# Working data
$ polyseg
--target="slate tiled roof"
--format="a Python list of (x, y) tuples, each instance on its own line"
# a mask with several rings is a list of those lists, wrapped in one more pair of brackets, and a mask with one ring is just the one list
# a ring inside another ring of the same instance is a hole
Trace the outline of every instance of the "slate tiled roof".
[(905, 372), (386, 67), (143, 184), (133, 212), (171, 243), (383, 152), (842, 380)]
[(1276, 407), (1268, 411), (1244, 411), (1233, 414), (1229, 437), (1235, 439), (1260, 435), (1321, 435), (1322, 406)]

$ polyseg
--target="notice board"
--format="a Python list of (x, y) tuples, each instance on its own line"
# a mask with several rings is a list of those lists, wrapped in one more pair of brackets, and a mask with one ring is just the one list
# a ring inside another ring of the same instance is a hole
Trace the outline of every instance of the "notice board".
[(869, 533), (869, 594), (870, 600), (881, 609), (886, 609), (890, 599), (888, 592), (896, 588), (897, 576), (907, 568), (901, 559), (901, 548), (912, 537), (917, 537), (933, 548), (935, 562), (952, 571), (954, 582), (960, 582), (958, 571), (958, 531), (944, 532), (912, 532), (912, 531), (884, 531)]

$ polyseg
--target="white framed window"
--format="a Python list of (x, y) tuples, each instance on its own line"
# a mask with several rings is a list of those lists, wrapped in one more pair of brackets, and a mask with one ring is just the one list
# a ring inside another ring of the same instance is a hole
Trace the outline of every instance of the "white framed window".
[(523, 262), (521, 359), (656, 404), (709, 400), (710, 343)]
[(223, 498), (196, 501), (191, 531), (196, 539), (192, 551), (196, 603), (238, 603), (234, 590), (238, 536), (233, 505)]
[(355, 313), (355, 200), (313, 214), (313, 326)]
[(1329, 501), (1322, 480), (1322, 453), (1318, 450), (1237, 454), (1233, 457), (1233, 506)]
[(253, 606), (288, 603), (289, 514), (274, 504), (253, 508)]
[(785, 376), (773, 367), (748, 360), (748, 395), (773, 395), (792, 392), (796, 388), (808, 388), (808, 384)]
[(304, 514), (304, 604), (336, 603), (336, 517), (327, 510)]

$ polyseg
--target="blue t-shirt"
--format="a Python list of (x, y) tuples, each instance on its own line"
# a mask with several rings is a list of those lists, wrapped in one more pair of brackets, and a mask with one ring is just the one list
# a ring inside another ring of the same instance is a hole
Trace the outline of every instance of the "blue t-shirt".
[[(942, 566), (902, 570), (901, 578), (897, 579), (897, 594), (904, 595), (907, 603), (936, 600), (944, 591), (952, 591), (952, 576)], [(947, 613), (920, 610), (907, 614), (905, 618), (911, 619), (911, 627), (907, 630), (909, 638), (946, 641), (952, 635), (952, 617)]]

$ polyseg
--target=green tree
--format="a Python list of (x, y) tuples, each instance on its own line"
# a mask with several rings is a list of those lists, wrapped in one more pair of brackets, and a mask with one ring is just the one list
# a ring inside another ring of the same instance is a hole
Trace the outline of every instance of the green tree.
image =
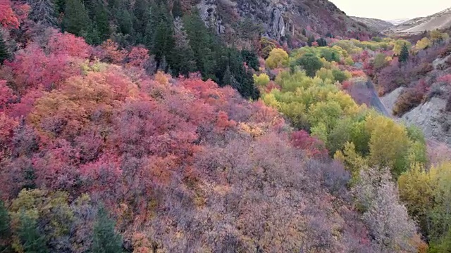
[(174, 18), (183, 15), (183, 9), (182, 8), (182, 4), (180, 0), (174, 1), (172, 6), (172, 15)]
[(327, 41), (324, 38), (319, 38), (316, 39), (316, 43), (318, 43), (318, 46), (327, 46)]
[(49, 249), (46, 245), (44, 233), (39, 231), (37, 221), (23, 210), (20, 212), (18, 235), (24, 252), (49, 252)]
[(401, 48), (401, 53), (400, 53), (400, 58), (398, 60), (400, 63), (405, 63), (409, 60), (409, 47), (407, 44), (404, 44), (402, 48)]
[(6, 48), (6, 44), (3, 39), (3, 36), (0, 33), (0, 65), (3, 64), (5, 60), (9, 58), (9, 53), (8, 53), (8, 48)]
[[(183, 16), (183, 25), (196, 60), (197, 69), (206, 77), (211, 76), (216, 65), (214, 57), (213, 36), (197, 11)], [(214, 48), (218, 51), (218, 48)], [(226, 66), (223, 66), (223, 72)]]
[(99, 39), (101, 41), (106, 40), (111, 34), (110, 25), (108, 20), (108, 12), (106, 8), (101, 2), (98, 2), (95, 8), (94, 17), (96, 30), (98, 32)]
[(266, 59), (266, 65), (270, 69), (288, 67), (289, 64), (289, 56), (287, 52), (282, 48), (274, 48)]
[(306, 74), (313, 77), (316, 74), (316, 71), (323, 67), (323, 63), (318, 56), (311, 53), (307, 53), (299, 58), (296, 63), (302, 66)]
[(8, 252), (11, 219), (3, 200), (0, 200), (0, 252)]
[(183, 22), (180, 18), (174, 20), (175, 47), (172, 55), (173, 74), (187, 76), (190, 72), (196, 70), (194, 53), (190, 45), (188, 35), (183, 27)]
[(80, 0), (68, 0), (66, 3), (63, 30), (76, 36), (87, 36), (91, 31), (91, 20)]
[(100, 207), (94, 225), (92, 252), (120, 253), (123, 252), (122, 237), (115, 231), (115, 222), (109, 217), (104, 207)]
[(259, 57), (253, 51), (242, 50), (241, 51), (243, 60), (247, 65), (254, 69), (255, 71), (259, 70)]

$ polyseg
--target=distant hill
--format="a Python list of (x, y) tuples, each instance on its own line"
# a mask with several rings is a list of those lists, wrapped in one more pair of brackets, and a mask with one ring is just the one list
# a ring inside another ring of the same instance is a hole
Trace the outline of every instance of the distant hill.
[(400, 24), (402, 24), (403, 22), (406, 22), (406, 21), (409, 21), (410, 19), (409, 18), (397, 18), (397, 19), (395, 19), (395, 20), (387, 20), (388, 22), (395, 25), (398, 25)]
[(351, 17), (351, 18), (360, 23), (364, 24), (369, 28), (377, 32), (383, 31), (394, 25), (390, 22), (384, 21), (377, 18), (367, 18), (359, 17)]
[(236, 31), (236, 24), (244, 20), (261, 29), (252, 28), (245, 34), (261, 32), (276, 40), (299, 39), (304, 30), (320, 36), (342, 37), (372, 32), (327, 0), (200, 0), (197, 6), (206, 23), (216, 26), (220, 33)]
[(451, 8), (425, 18), (416, 18), (390, 27), (388, 32), (419, 33), (451, 27)]

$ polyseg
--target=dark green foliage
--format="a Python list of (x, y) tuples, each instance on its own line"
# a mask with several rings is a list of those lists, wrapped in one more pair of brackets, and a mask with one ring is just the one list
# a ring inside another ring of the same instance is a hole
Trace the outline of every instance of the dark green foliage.
[(318, 46), (327, 46), (327, 41), (324, 38), (320, 38), (316, 39), (316, 43), (318, 43)]
[(11, 234), (10, 218), (3, 200), (0, 200), (0, 252), (6, 251)]
[(254, 69), (255, 71), (259, 70), (259, 57), (253, 51), (242, 50), (241, 55), (247, 65)]
[(311, 77), (314, 77), (316, 71), (323, 67), (319, 58), (311, 53), (307, 53), (302, 56), (296, 63), (302, 66), (306, 74)]
[(174, 18), (177, 17), (182, 17), (183, 15), (182, 4), (180, 3), (180, 0), (174, 1), (173, 6), (172, 6), (172, 15)]
[(47, 253), (45, 235), (38, 229), (37, 221), (24, 212), (20, 213), (18, 235), (25, 253)]
[(144, 44), (155, 56), (157, 68), (171, 62), (174, 48), (173, 19), (164, 4), (153, 5), (144, 33)]
[(106, 40), (111, 34), (110, 25), (108, 20), (106, 8), (100, 2), (97, 4), (93, 20), (100, 41), (104, 41)]
[(398, 60), (400, 63), (405, 63), (407, 60), (409, 60), (409, 47), (407, 47), (407, 44), (404, 43), (401, 49)]
[(85, 37), (92, 31), (91, 20), (80, 0), (66, 1), (63, 30), (76, 36)]
[[(194, 52), (197, 70), (204, 77), (211, 75), (216, 65), (213, 57), (213, 34), (211, 34), (197, 12), (183, 17), (190, 44)], [(225, 70), (225, 68), (224, 68)]]
[(8, 48), (6, 48), (6, 44), (3, 39), (3, 36), (0, 33), (0, 65), (3, 64), (3, 62), (9, 58), (9, 53), (8, 53)]
[(115, 16), (119, 25), (119, 32), (123, 34), (132, 34), (133, 21), (130, 12), (126, 8), (120, 8), (116, 11)]
[(149, 22), (150, 4), (147, 0), (137, 0), (133, 5), (133, 30), (137, 44), (144, 44), (146, 26)]
[(174, 21), (174, 40), (175, 46), (172, 55), (172, 74), (175, 76), (187, 76), (190, 72), (196, 70), (196, 61), (180, 18)]
[(56, 7), (52, 0), (28, 0), (27, 4), (30, 8), (28, 18), (45, 25), (56, 25)]
[(122, 236), (117, 233), (116, 223), (111, 220), (104, 207), (97, 212), (97, 219), (94, 225), (92, 253), (122, 252)]

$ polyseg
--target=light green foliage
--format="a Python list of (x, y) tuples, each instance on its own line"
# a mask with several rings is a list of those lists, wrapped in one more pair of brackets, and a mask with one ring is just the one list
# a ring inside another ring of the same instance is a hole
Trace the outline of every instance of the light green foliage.
[(264, 86), (269, 83), (269, 77), (265, 73), (261, 73), (259, 75), (254, 74), (253, 77), (254, 82), (257, 86)]
[(273, 48), (266, 59), (266, 66), (270, 69), (288, 66), (289, 58), (287, 52), (282, 48)]
[[(68, 234), (69, 226), (73, 219), (73, 213), (68, 204), (68, 194), (63, 192), (23, 190), (13, 201), (10, 208), (13, 223), (20, 223), (20, 221), (25, 219), (27, 222), (26, 231), (31, 233), (32, 223), (39, 220), (47, 224), (45, 240), (57, 243), (58, 238)], [(18, 231), (18, 233), (22, 229), (13, 228)], [(24, 243), (21, 242), (16, 247), (25, 248), (26, 245)]]
[(409, 140), (406, 129), (381, 115), (367, 118), (366, 128), (371, 131), (369, 142), (371, 163), (391, 168), (394, 177), (397, 178), (408, 166)]
[(326, 79), (327, 79), (332, 82), (335, 82), (335, 80), (332, 70), (328, 70), (325, 67), (321, 67), (321, 70), (316, 72), (316, 77), (322, 79), (324, 81), (326, 81)]
[(340, 82), (347, 80), (352, 77), (348, 71), (341, 71), (338, 69), (332, 70), (332, 74), (333, 75), (334, 79)]

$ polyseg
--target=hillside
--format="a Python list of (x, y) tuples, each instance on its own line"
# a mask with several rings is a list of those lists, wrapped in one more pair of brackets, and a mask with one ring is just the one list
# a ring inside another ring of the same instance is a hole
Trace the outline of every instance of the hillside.
[(394, 25), (390, 22), (384, 21), (377, 18), (359, 18), (359, 17), (351, 17), (351, 18), (357, 22), (364, 24), (369, 28), (378, 32), (383, 31)]
[(406, 22), (406, 21), (409, 21), (409, 18), (398, 18), (398, 19), (395, 19), (395, 20), (387, 20), (388, 22), (395, 25), (400, 25), (402, 24), (403, 22)]
[(451, 251), (449, 150), (376, 93), (451, 98), (449, 36), (296, 3), (0, 0), (0, 252)]
[(388, 32), (420, 33), (451, 27), (451, 8), (425, 18), (416, 18), (387, 30)]
[(276, 40), (301, 39), (303, 30), (342, 37), (371, 32), (327, 0), (201, 0), (197, 6), (204, 20), (221, 33), (233, 32), (235, 23), (244, 20), (259, 25), (263, 34)]

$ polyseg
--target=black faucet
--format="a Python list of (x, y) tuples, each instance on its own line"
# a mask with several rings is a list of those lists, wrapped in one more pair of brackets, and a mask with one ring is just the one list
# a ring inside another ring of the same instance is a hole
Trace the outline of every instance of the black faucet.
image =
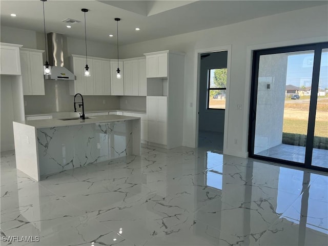
[[(81, 96), (81, 98), (82, 99), (81, 102), (75, 102), (75, 97), (77, 95), (79, 95), (80, 96)], [(75, 94), (75, 95), (74, 96), (74, 112), (76, 112), (76, 106), (75, 106), (76, 104), (79, 104), (78, 105), (79, 108), (80, 108), (81, 106), (82, 106), (82, 115), (81, 115), (81, 113), (79, 113), (80, 118), (82, 118), (82, 119), (86, 119), (86, 116), (84, 115), (84, 104), (83, 102), (83, 97), (80, 93), (76, 93)]]

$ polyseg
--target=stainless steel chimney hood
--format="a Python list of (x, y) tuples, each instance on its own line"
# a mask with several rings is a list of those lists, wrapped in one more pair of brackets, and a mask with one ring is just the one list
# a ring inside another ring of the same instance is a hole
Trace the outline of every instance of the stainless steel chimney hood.
[(74, 80), (74, 75), (64, 66), (63, 35), (51, 32), (47, 34), (48, 54), (51, 66), (51, 75), (45, 75), (46, 79)]

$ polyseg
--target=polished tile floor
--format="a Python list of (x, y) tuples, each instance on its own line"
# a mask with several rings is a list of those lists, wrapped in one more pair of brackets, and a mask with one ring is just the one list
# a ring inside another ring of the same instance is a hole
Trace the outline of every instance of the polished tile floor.
[(322, 173), (147, 146), (39, 182), (15, 169), (12, 151), (1, 168), (1, 245), (328, 244)]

# What to do
Please pick out every line above that contains the word "framed", and copy each one in full. Case counts when matching.

# Response for this exercise
--target="white framed window"
Trace the outline of every instance of the "white framed window".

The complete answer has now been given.